* [What is asked]: Copy out, unchanged and in order, the part of the material that opens with the line containing "of trees as" and continues through the final line of the material.

START Supplied data

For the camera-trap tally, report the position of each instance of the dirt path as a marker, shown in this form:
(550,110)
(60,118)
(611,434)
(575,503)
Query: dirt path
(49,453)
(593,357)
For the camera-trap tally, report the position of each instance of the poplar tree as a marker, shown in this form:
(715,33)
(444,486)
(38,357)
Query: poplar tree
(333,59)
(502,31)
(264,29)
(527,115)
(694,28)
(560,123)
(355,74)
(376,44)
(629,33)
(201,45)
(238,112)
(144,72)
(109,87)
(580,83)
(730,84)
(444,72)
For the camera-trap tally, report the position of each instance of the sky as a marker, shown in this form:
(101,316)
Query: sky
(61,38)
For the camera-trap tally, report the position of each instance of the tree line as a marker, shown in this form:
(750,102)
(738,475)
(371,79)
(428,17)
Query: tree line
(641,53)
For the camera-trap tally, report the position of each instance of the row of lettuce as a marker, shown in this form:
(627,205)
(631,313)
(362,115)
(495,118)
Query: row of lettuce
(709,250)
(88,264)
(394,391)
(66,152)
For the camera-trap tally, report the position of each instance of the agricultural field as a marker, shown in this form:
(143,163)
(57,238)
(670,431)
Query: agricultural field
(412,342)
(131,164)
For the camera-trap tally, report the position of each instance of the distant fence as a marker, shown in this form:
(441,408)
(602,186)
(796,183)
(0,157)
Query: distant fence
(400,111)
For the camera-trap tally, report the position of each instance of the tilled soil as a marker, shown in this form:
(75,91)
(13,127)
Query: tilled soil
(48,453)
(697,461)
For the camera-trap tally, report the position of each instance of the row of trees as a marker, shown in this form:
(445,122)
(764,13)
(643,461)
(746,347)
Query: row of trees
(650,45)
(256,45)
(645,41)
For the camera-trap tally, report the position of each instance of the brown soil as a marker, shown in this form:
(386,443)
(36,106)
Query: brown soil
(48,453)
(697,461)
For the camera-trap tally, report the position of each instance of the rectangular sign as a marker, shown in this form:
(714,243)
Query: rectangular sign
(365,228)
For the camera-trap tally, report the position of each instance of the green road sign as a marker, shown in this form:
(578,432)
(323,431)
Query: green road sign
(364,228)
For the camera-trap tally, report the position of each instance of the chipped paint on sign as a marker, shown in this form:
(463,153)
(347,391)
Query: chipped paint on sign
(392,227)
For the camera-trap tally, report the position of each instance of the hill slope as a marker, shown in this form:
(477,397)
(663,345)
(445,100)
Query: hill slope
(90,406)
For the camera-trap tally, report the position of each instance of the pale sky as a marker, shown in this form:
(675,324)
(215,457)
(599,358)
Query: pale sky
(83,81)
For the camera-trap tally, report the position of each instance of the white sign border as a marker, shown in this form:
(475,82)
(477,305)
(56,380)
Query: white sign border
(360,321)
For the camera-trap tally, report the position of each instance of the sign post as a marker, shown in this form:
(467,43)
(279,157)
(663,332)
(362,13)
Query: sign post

END Supplied data

* [Result of the task]:
For the camera-trap tally, report the position of each instance of the row of trees as a marker, shown in this form:
(445,122)
(764,13)
(643,461)
(746,347)
Query: row of trees
(650,45)
(256,45)
(645,41)
For the camera-trap tally, report the position of each instance of the brown soil as a marker, shown in this form:
(386,443)
(36,106)
Query: brown soil
(48,453)
(697,461)
For the camera-trap tally, report the position of each instance of the rectangular sign as a marker, shown in this form:
(714,243)
Query: rectangular sign
(365,228)
For the camera-trap tally, report the position of each instance of the green road sign as a marker, shown in this form:
(578,432)
(323,431)
Query: green road sign
(364,228)
For the camera-trap tally, report the position of each instance of the chipped paint on sign as a marker, shown in this form:
(463,153)
(347,391)
Query: chipped paint on sign
(392,227)
For the camera-trap tally, report the position of each instance of the hill slope as a marker, shown in this form:
(477,397)
(663,345)
(445,100)
Query: hill slope
(90,406)
For the camera-trap tally, report the position of each instance of the pale sky as a marker, shown in this form:
(675,324)
(215,457)
(599,358)
Query: pale sky
(83,81)
For the camera-trap tally, report the position of each instance of the white sign border as a marker, shown in this form:
(475,82)
(477,305)
(56,380)
Query: white sign border
(360,321)
For the camera-trap tally, report the position of each instance of the sign post as a marker, shown in this form:
(467,43)
(279,157)
(663,332)
(362,13)
Query: sign post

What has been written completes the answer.